「交通事故は行政書士に」、「後遺障害の専門家」、もうこれらの看板は傾いているかもしれません。

 交通事故分野に独自の努力で手を広げてきた先達は、確固たるものを残せたのでしょうか? 尚も看板を掲げる交通事故・行政書士の将来は?

 5年の回顧では足りませんので、もう少し歴史を辿りましょう。

 交通事故・行政書士は以下、3段階の過程を経て今日に至ります。10年前は賠償交渉を含んだ業務を行ってきました。
  
【第1段階】 付き添い代理交渉

 加害者側保険会社に被害者と同行して、「被害者の付き添いなので代理交渉ではありません」を建前として堂々と賠償交渉を行ってきました。違反ですが、保険会社は「あくまで裁判基準満額をよこせ!」と強交渉しない限り、割りと寛容に交渉に応じていました。行政書士の介入で示談が進めば、それなり解決スピードが上がります。弁護士と違って、安めで示談金もまとまりますし・・。何といっても強硬姿勢の行政書士には「先生、非弁行為ですよ」と言えば、黙りますので、やり易いのです。

### 与えられた資料:

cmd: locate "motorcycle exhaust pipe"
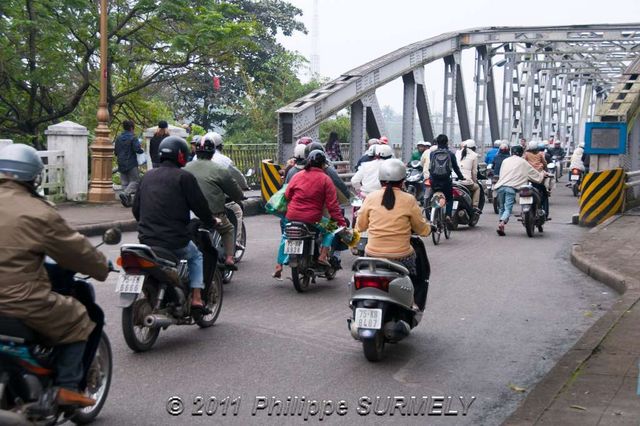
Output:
[144,315,176,328]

### 以下の課題:
A - 交通事故と行政書士の文章から、「交通事故分野に独自の努力で手」を含む語句で始まり「りますので、やり易いのです。」で終わる部分を、一字も変えずに再掲せよ。
B - 交通事故と行政書士の文章を、最後の文の後から書き継げ。
資料は、交通事故と行政書士の文章とは別個のものである。

### 各課題の解答:
A -
交通事故分野に独自の努力で手を広げてきた先達は、確固たるものを残せたのでしょうか? 尚も看板を掲げる交通事故・行政書士の将来は?

 5年の回顧では足りませんので、もう少し歴史を辿りましょう。

 交通事故・行政書士は以下、3段階の過程を経て今日に至ります。10年前は賠償交渉を含んだ業務を行ってきました。
  
【第1段階】 付き添い代理交渉

 加害者側保険会社に被害者と同行して、「被害者の付き添いなので代理交渉ではありません」を建前として堂々と賠償交渉を行ってきました。違反ですが、保険会社は「あくまで裁判基準満額をよこせ!」と強交渉しない限り、割りと寛容に交渉に応じていました。行政書士の介入で示談が進めば、それなり解決スピードが上がります。弁護士と違って、安めで示談金もまとまりますし・・。何といっても強硬姿勢の行政書士には「先生、非弁行為ですよ」と言えば、黙りますので、やり易いのです。

B -
  
 これなら弁護士に任せた方が良かったのに・・

  
【第2段階】 書面交渉

 賠償金請求書を作成し、被害者にその「書類=ペーパー」を相手保険会社と往復、交渉させます。もしくは、被害者に賠償金の計算書を持たせて紛争センターに送り出します。紛争センターも当初は第1段階のように付き添いをしていましたが、「行政書士、同席禁止」となってから、もっぱら「ペーパー」を使った、遠隔操作に移行しました。

 「書面を作成しただけなので、賠償交渉ではない」と、「とんち」で弁護士法違反を回避したつもりでした。しかし、詭弁は通らず、弁護士会が「けしからん!」と言えば、縮み上がります。逆に反抗、訴訟に訴えでた行政書士は悉く敗訴、誰がどう考えても「とんち」では切り抜けられません。一休さんの時代ではないのです。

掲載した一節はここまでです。